- _REQUEST_
Could you convert the lines from the one containing "[tag] black hat (a dot for each instance)" through the last line into a Markdown table with the columns Row and Line, skipping blank lines and leaving the pictures out?

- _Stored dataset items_
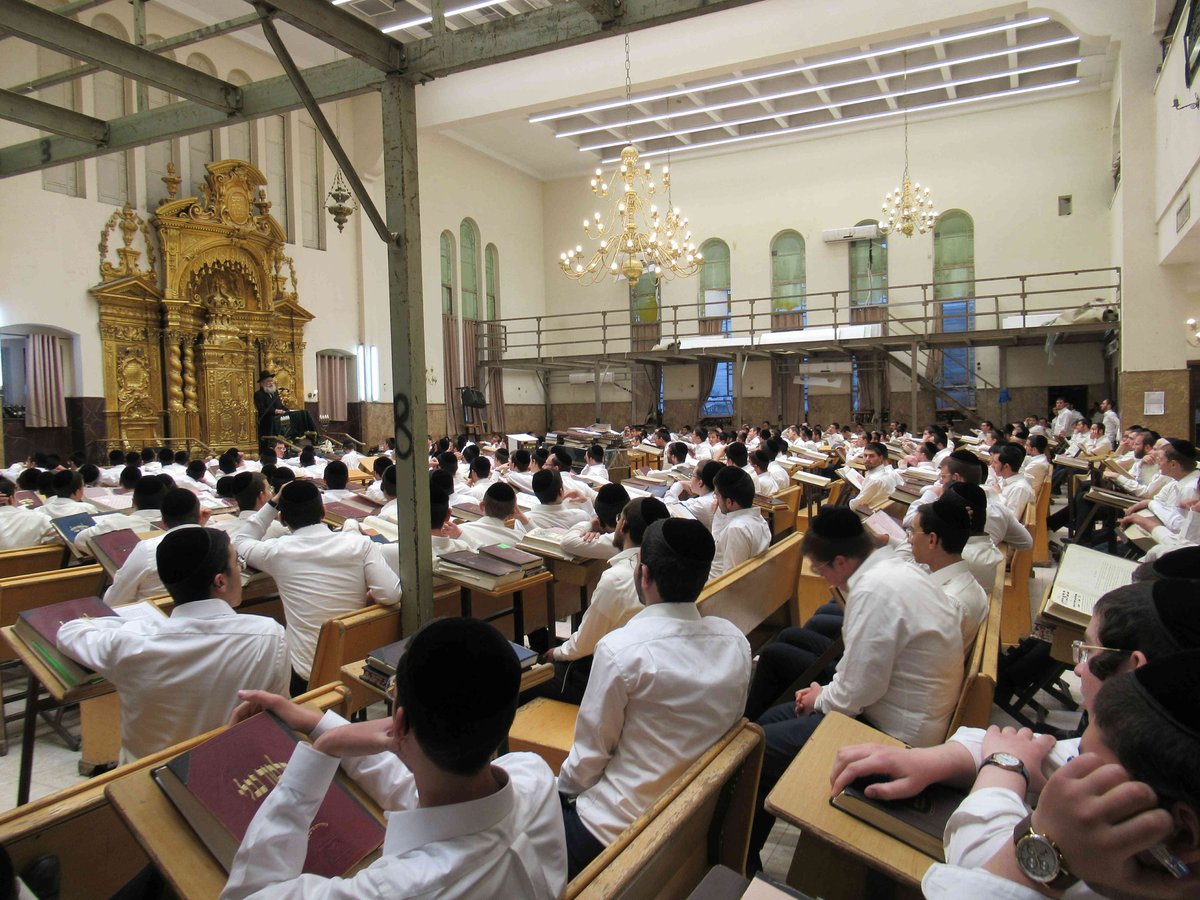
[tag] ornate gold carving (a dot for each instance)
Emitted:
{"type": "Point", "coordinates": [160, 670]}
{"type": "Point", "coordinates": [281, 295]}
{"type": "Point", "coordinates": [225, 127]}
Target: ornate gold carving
{"type": "Point", "coordinates": [130, 223]}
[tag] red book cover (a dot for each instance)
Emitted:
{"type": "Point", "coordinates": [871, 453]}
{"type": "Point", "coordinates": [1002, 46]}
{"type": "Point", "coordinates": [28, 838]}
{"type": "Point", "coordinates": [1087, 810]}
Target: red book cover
{"type": "Point", "coordinates": [220, 785]}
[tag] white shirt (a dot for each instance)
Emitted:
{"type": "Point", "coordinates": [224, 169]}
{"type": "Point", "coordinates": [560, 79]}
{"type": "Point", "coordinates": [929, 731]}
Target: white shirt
{"type": "Point", "coordinates": [598, 549]}
{"type": "Point", "coordinates": [22, 527]}
{"type": "Point", "coordinates": [959, 585]}
{"type": "Point", "coordinates": [557, 515]}
{"type": "Point", "coordinates": [179, 677]}
{"type": "Point", "coordinates": [877, 486]}
{"type": "Point", "coordinates": [613, 603]}
{"type": "Point", "coordinates": [1014, 491]}
{"type": "Point", "coordinates": [319, 574]}
{"type": "Point", "coordinates": [663, 689]}
{"type": "Point", "coordinates": [1165, 504]}
{"type": "Point", "coordinates": [487, 531]}
{"type": "Point", "coordinates": [507, 845]}
{"type": "Point", "coordinates": [903, 664]}
{"type": "Point", "coordinates": [744, 535]}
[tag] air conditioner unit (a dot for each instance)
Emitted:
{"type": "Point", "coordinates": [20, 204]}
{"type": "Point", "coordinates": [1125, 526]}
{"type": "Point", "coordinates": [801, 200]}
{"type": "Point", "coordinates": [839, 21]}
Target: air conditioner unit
{"type": "Point", "coordinates": [858, 233]}
{"type": "Point", "coordinates": [589, 378]}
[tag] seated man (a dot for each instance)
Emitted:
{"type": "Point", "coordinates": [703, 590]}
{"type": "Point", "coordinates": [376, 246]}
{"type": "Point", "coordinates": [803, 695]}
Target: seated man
{"type": "Point", "coordinates": [901, 667]}
{"type": "Point", "coordinates": [460, 823]}
{"type": "Point", "coordinates": [319, 574]}
{"type": "Point", "coordinates": [613, 603]}
{"type": "Point", "coordinates": [741, 531]}
{"type": "Point", "coordinates": [663, 689]}
{"type": "Point", "coordinates": [178, 676]}
{"type": "Point", "coordinates": [138, 576]}
{"type": "Point", "coordinates": [21, 527]}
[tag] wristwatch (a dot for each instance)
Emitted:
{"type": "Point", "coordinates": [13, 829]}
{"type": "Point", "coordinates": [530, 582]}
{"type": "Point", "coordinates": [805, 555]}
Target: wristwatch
{"type": "Point", "coordinates": [1009, 762]}
{"type": "Point", "coordinates": [1039, 857]}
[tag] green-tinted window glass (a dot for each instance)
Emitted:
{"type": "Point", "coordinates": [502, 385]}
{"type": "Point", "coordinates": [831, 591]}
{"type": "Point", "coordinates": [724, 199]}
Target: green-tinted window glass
{"type": "Point", "coordinates": [787, 273]}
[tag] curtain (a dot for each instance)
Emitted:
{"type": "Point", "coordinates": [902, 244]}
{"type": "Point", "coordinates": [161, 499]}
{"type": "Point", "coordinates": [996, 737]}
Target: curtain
{"type": "Point", "coordinates": [450, 373]}
{"type": "Point", "coordinates": [331, 378]}
{"type": "Point", "coordinates": [46, 403]}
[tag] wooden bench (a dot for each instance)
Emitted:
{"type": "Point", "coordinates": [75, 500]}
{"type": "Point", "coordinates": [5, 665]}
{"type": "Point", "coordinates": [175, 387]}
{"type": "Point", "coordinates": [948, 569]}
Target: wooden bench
{"type": "Point", "coordinates": [96, 851]}
{"type": "Point", "coordinates": [349, 637]}
{"type": "Point", "coordinates": [30, 561]}
{"type": "Point", "coordinates": [702, 820]}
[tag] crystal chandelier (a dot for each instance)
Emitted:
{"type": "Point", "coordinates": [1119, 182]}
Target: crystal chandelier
{"type": "Point", "coordinates": [907, 208]}
{"type": "Point", "coordinates": [636, 237]}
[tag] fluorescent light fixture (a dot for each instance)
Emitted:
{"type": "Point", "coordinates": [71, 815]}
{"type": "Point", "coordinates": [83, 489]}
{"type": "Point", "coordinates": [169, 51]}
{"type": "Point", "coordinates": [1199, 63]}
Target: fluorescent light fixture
{"type": "Point", "coordinates": [798, 129]}
{"type": "Point", "coordinates": [817, 88]}
{"type": "Point", "coordinates": [856, 101]}
{"type": "Point", "coordinates": [427, 19]}
{"type": "Point", "coordinates": [791, 70]}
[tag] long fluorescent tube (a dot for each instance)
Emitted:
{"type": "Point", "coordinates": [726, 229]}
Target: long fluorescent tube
{"type": "Point", "coordinates": [798, 129]}
{"type": "Point", "coordinates": [791, 70]}
{"type": "Point", "coordinates": [448, 13]}
{"type": "Point", "coordinates": [817, 88]}
{"type": "Point", "coordinates": [856, 101]}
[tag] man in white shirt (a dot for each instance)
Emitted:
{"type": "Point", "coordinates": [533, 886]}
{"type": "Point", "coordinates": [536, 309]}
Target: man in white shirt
{"type": "Point", "coordinates": [613, 603]}
{"type": "Point", "coordinates": [321, 574]}
{"type": "Point", "coordinates": [551, 510]}
{"type": "Point", "coordinates": [937, 539]}
{"type": "Point", "coordinates": [178, 676]}
{"type": "Point", "coordinates": [901, 667]}
{"type": "Point", "coordinates": [460, 825]}
{"type": "Point", "coordinates": [741, 531]}
{"type": "Point", "coordinates": [1007, 483]}
{"type": "Point", "coordinates": [663, 689]}
{"type": "Point", "coordinates": [880, 481]}
{"type": "Point", "coordinates": [138, 576]}
{"type": "Point", "coordinates": [21, 527]}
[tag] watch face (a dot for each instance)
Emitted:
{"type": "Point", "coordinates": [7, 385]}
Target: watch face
{"type": "Point", "coordinates": [1037, 858]}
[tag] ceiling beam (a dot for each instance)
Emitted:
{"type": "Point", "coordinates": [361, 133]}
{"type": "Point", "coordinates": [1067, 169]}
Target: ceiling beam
{"type": "Point", "coordinates": [47, 117]}
{"type": "Point", "coordinates": [544, 30]}
{"type": "Point", "coordinates": [330, 82]}
{"type": "Point", "coordinates": [341, 29]}
{"type": "Point", "coordinates": [171, 43]}
{"type": "Point", "coordinates": [51, 30]}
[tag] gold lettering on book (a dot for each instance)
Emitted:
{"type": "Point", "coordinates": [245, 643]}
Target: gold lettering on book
{"type": "Point", "coordinates": [259, 783]}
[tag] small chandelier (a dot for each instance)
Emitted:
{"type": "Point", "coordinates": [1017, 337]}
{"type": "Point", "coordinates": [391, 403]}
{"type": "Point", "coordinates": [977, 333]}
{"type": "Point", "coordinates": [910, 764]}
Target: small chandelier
{"type": "Point", "coordinates": [340, 202]}
{"type": "Point", "coordinates": [636, 237]}
{"type": "Point", "coordinates": [907, 208]}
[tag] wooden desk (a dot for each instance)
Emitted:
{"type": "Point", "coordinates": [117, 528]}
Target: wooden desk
{"type": "Point", "coordinates": [510, 600]}
{"type": "Point", "coordinates": [42, 676]}
{"type": "Point", "coordinates": [352, 677]}
{"type": "Point", "coordinates": [835, 849]}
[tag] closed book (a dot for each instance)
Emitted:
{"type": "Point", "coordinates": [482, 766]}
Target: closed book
{"type": "Point", "coordinates": [112, 549]}
{"type": "Point", "coordinates": [39, 628]}
{"type": "Point", "coordinates": [528, 562]}
{"type": "Point", "coordinates": [220, 785]}
{"type": "Point", "coordinates": [918, 821]}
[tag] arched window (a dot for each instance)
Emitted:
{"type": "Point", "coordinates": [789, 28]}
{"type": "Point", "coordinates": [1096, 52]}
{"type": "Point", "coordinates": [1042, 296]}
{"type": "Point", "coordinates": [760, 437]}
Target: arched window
{"type": "Point", "coordinates": [239, 138]}
{"type": "Point", "coordinates": [954, 295]}
{"type": "Point", "coordinates": [449, 334]}
{"type": "Point", "coordinates": [111, 102]}
{"type": "Point", "coordinates": [715, 383]}
{"type": "Point", "coordinates": [159, 155]}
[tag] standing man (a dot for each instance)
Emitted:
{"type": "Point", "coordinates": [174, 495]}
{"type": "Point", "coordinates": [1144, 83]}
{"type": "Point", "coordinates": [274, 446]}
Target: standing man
{"type": "Point", "coordinates": [268, 403]}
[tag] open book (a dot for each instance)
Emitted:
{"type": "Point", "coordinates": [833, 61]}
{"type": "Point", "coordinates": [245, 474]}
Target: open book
{"type": "Point", "coordinates": [1084, 576]}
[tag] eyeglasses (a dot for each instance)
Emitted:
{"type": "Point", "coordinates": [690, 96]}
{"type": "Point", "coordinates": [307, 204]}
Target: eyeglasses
{"type": "Point", "coordinates": [1081, 652]}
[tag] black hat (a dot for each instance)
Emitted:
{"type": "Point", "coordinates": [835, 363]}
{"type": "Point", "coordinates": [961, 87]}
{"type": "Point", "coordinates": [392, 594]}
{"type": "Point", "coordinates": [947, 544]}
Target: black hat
{"type": "Point", "coordinates": [688, 539]}
{"type": "Point", "coordinates": [1171, 687]}
{"type": "Point", "coordinates": [1175, 604]}
{"type": "Point", "coordinates": [837, 523]}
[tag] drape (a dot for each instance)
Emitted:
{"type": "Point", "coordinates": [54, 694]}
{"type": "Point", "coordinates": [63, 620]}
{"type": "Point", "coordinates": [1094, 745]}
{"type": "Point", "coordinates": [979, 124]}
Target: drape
{"type": "Point", "coordinates": [46, 401]}
{"type": "Point", "coordinates": [331, 378]}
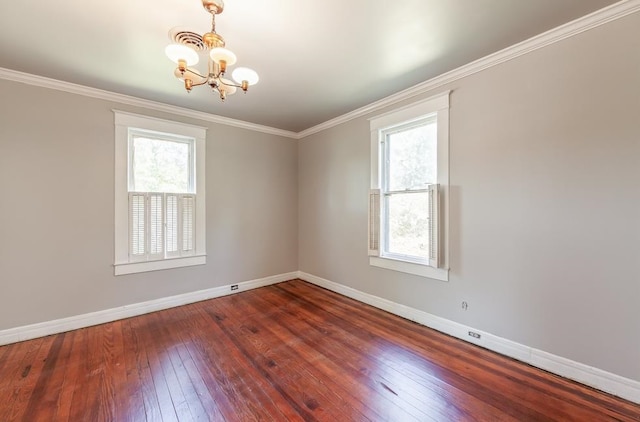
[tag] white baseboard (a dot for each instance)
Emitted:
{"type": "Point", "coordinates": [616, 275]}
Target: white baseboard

- _COMPLETE OUTPUT_
| Row | Line |
|---|---|
| 1 | [tag] black hat (a dot for each instance) |
| 2 | Emitted: |
| 3 | {"type": "Point", "coordinates": [835, 363]} |
| 4 | {"type": "Point", "coordinates": [961, 87]} |
| 5 | {"type": "Point", "coordinates": [392, 594]} |
| 6 | {"type": "Point", "coordinates": [947, 544]} |
| 7 | Target: black hat |
| 8 | {"type": "Point", "coordinates": [688, 539]} |
| 9 | {"type": "Point", "coordinates": [1171, 687]} |
| 10 | {"type": "Point", "coordinates": [1175, 604]} |
| 11 | {"type": "Point", "coordinates": [837, 523]} |
| 12 | [tag] drape (a dot for each instance) |
| 13 | Emitted: |
| 14 | {"type": "Point", "coordinates": [54, 694]} |
| 15 | {"type": "Point", "coordinates": [63, 620]} |
| 16 | {"type": "Point", "coordinates": [1094, 745]} |
| 17 | {"type": "Point", "coordinates": [979, 124]} |
| 18 | Target: drape |
| 19 | {"type": "Point", "coordinates": [46, 401]} |
| 20 | {"type": "Point", "coordinates": [331, 378]} |
| 21 | [tag] white baseboard (a dot for each instance) |
| 22 | Emitted: |
| 23 | {"type": "Point", "coordinates": [616, 275]} |
| 24 | Target: white baseboard |